◆ Tugas yang Dikerjakan ◆
**a)** Menurut berita tentang konsultasi DPRD Kota Padang di BPHN, berapa anggota DPRD kota Padang yang datang ke BPHN?
**b)** Teruskan berita tentang konsultasi DPRD Kota Padang di BPHN, mulai setelah kalimat terakhirnya.

◆ Kutipan untuk Dibaca ◆
+-------+

Kabid Prolegnas, Tongam R. Silaban, S.H., M.H
Sampai saat ini Balegda menjadi badan pembentuk Peraturan Daerah
Jakarta, WARTA-bphn
Badan Pembinaan Hukum Nasional, sebagai badan pembina hukum, baik itu nasional maupun daerah tak henti-henti memberikan informasi/masukan yang menyangkut legislasi sesuai dengan arahan perundang-undangan.
Demikian juga yang dilakukan 14 orang anggota DPRD kota Padang yang datang ke BPHN untuk konsultasi terkait Penyusunan Legislasi Daerah. Konsultasi Penyusunan Legislasi Daerah menjadi penting untuk dilakukan sebab anggota DPRD memiliki latar belakang dan kemampuan yang berbeda-beda dalam hal legislative drafting/legal drafting, demikian salah seorang rombingan katakan pada Warta-bphn.
Kehadiran rombongan tersebut diterima oleh Kepala Pusat Perencanaan dan Pengembangan Hukum Nasional Agus Subandriyo, S.H., M.H dan Kepala Bidang Program Legislasi Nasional Tongam R. Silaban, S.H., M.H sekaligus sebagai narasumber dalam rapat konsultasi ini. Pertemuan dilaksanakan di ruang rapat Muchtar lt. IV Gedung BPHN,Jl. Mayjen. Sutoyo-Cililitan, Selasa[28/10].
Menurut Kepala Program Legislasi Nasional [Prolegnas],Tongam R. Silaban mengatakan: Sampai saat ini Balegda menjadi badan pembentuk Peraturan Daerah, hal ini diatur dalam Undang-Undang Nomor 23 Tahun 2014 tentang Pemerintahan Daerah dan Perpu Nomor 2 Tahun 2014. Undang-Undang tentang Pembentukan Peraturan Perundang-Undangan Nomor 12 Tahun 2011 dan dengan Perpres Nomor 87 Tahun 2014 menjadi pedoman pembentukan peraturan perundang-undangan, dimana dinyatakan bahwa posisi Program Legislasi Daerah tetap menjadi perencanaan pembangunan daerah dan Perpresnya sudah mengakomodir hal ini. Pada masa sekarang ini Program Legislasi Daerah seolah menjadi milik Badan Legislasi Daerah padahal sebenarnya milik DPRD, sehingga anggota DPRD harus bisa memahami pembentukan Peraturan Daerah. Namun mengenai mekanisme pembentukan Peraturan Daerah tidak mampu dijabarkan dalam pertemuan sesingkat ini, diperlukan waktu yang cukup panjang sebab harus dilakukan pengkajian secara mendalam, ujar beliau.

+-------+

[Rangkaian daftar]
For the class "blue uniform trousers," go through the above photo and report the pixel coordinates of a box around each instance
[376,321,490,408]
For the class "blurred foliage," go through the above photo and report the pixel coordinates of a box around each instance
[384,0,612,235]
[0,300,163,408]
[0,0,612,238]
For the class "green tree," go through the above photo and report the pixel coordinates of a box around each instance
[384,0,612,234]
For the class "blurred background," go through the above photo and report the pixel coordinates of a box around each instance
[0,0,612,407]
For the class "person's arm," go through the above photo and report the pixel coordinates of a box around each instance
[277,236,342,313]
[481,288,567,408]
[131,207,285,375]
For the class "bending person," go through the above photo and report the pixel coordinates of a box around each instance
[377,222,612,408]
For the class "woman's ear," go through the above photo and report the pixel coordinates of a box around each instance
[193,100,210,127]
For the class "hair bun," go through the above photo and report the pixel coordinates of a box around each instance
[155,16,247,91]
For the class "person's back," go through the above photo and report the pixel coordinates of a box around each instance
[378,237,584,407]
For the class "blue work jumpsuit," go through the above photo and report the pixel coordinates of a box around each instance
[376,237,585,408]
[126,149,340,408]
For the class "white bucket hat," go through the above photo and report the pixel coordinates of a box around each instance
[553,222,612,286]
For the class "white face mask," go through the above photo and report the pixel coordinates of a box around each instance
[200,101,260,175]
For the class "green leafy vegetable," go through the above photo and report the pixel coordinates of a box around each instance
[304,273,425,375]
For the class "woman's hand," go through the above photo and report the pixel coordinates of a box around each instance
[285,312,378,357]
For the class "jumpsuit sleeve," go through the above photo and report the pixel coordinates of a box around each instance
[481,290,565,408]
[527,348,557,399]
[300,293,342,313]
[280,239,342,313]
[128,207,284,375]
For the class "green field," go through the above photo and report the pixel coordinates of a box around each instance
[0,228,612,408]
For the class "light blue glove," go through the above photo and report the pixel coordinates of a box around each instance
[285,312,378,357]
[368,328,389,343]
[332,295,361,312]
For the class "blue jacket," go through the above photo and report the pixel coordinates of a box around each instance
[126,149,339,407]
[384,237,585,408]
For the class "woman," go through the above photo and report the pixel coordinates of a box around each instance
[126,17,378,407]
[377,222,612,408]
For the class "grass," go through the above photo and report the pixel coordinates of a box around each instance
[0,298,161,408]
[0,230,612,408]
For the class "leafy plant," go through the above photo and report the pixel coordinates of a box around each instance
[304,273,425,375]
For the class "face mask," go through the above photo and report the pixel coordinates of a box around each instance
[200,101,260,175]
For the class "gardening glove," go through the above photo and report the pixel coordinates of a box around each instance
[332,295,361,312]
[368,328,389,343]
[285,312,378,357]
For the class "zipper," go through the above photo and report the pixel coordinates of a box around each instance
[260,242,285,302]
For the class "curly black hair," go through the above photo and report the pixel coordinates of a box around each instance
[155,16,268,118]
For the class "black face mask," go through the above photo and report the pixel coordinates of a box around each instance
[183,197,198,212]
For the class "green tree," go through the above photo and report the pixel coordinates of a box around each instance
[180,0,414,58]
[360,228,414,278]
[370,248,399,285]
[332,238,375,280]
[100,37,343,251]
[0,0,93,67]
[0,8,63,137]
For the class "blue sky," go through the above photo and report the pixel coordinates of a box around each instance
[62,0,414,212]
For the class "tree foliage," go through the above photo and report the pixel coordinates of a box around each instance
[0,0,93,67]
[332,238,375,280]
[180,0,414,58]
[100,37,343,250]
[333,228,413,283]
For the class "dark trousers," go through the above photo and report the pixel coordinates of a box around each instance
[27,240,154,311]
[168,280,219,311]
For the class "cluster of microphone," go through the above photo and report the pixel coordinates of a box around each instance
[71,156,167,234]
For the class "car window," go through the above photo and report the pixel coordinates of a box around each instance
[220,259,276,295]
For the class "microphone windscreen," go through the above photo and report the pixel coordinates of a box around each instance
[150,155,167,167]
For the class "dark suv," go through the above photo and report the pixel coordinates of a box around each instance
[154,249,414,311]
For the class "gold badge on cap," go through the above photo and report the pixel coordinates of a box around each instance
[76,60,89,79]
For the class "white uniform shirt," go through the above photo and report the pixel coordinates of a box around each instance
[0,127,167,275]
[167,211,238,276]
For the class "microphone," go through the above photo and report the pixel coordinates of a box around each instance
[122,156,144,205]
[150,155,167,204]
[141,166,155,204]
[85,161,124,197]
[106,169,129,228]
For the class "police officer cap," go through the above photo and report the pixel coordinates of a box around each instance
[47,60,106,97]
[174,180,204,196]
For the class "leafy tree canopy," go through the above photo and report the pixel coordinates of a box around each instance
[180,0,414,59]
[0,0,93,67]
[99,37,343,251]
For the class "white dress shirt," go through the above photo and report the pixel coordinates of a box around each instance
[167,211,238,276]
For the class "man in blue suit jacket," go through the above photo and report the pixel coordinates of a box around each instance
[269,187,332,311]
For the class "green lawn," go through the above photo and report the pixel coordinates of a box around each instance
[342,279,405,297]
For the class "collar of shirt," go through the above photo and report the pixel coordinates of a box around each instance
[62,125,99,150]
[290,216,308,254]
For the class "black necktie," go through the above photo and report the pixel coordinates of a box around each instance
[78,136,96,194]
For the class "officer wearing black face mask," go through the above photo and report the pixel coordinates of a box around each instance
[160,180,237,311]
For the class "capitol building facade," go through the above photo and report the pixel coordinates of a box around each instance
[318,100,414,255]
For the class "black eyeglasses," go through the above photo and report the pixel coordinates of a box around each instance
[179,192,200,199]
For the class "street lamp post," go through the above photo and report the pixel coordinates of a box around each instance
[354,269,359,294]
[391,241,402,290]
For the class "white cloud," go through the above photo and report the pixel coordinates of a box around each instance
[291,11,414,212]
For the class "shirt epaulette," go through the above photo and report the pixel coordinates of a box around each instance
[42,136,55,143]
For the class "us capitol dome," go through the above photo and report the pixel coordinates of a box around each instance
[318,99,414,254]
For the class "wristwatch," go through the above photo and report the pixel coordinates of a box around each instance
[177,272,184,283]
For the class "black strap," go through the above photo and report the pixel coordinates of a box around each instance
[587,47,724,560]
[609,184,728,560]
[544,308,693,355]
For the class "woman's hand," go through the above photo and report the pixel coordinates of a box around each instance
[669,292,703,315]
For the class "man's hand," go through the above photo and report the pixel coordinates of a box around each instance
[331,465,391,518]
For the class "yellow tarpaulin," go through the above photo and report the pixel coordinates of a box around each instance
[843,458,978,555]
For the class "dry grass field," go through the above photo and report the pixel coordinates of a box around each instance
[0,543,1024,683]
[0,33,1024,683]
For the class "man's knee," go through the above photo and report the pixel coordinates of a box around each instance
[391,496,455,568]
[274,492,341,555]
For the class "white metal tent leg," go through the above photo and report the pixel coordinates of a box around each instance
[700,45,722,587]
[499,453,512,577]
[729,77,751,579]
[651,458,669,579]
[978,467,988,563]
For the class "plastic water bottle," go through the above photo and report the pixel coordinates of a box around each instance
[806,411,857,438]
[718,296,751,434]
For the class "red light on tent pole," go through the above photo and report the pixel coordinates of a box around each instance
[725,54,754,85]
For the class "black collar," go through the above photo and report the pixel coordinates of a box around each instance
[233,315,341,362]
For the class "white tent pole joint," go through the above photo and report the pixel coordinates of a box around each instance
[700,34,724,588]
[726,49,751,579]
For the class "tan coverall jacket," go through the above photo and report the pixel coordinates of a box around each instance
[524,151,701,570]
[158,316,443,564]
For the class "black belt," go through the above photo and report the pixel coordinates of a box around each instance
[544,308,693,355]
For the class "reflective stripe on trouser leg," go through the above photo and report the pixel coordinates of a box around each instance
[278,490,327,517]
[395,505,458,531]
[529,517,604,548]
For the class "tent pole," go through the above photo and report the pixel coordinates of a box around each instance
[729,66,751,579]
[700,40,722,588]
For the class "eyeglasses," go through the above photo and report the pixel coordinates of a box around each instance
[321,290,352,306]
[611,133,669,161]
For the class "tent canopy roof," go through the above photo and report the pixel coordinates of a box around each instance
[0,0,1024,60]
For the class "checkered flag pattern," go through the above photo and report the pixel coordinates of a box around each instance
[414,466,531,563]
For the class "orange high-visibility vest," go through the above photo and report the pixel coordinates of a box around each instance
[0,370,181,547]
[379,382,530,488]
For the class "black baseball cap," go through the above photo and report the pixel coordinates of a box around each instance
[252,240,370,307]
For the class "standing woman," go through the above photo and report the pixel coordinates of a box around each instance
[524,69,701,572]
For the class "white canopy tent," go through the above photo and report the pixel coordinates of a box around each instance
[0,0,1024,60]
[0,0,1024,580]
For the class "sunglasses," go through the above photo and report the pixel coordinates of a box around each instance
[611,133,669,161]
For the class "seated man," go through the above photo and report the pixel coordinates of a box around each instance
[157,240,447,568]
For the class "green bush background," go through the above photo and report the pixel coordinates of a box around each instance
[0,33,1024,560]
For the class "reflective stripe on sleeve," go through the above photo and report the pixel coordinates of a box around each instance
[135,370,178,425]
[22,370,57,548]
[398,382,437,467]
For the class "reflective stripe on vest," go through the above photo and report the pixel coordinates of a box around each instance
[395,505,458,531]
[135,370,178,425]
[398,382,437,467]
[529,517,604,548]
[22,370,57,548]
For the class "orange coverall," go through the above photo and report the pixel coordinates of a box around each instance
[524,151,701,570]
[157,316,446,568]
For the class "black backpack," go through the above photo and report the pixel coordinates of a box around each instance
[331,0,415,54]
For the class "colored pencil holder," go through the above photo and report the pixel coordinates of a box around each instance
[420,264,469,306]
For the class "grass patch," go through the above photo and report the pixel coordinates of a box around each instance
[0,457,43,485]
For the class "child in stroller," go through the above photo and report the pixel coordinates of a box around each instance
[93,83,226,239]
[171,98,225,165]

+-------+

◆ Hasil per Tugas ◆
**a)** Sebanyak 14 orang anggota DPRD kota Padang datang ke BPHN.

**b)**
Dijelaskan pula oleh beliau mengenai pemahaman hukum terhadap alur penyusunan Program Legislasi Daerah (Perpu Nomor 2 Tahun 2014) yakni: 1)Tahap Pengusulan Raperda: yaitu Kepala daerah menugaskan kepada SKPD untuk menyusun Program Legislasi Daerah, dan pimpinan SKPD menugaskan kepada anggota komisi atau Balegda untuk menyusun Program Legislasi Daerah; 2) Tahap Pembahasan: Biro/bagian hukum melakukan pembahasan Program Legislasi Daerah pemerintah daerah di dalam rapat Program Legislasi Daerah, dengan dapat mengikutsertakan instansi vertikal dari Kemenkumham atau pemangku kepentingan lainnya. Selanjutnya Balegda melakukan pembahasan Program Legislasi Daerah di dalam rapat internal Balegda; 3).Tahap Finalisasi Program Legislasi Daerah di Lingkungan Internal: Biro/bagian hukum menyerahkan hasil pembahasan Program Legislasi Daerah di lingkungan Pemerintah Daerah kepada Kepala Daerah melalui Sekretaris Daerah. Kemudian Balegda menyerahkan hasil pembahasan Program Legislasi Daerah di lingkungan DPRD ke pimpinan DPRD; 4). Tahap Koordinasi Pemerintah Daerah dan Balegda: Penyusunan Program Legislasi Daerah antara Pemerintah Daerah dan DPRD dikoordinasikan oleh DPRD melalui Balegda, hasil penyusunan Program Legislasi Daerah antara Pemerintah Daerah dan DPRD disepakati menjadi Program Legislasi Daerah dan ditetapkan dalam rapat paripurna DPRD. Program Legislasi Daerah ditetapkan dengan keputusan DPRD. Itulah penjelasan awal yang dapat disampaikan, kata Tongam Silaban.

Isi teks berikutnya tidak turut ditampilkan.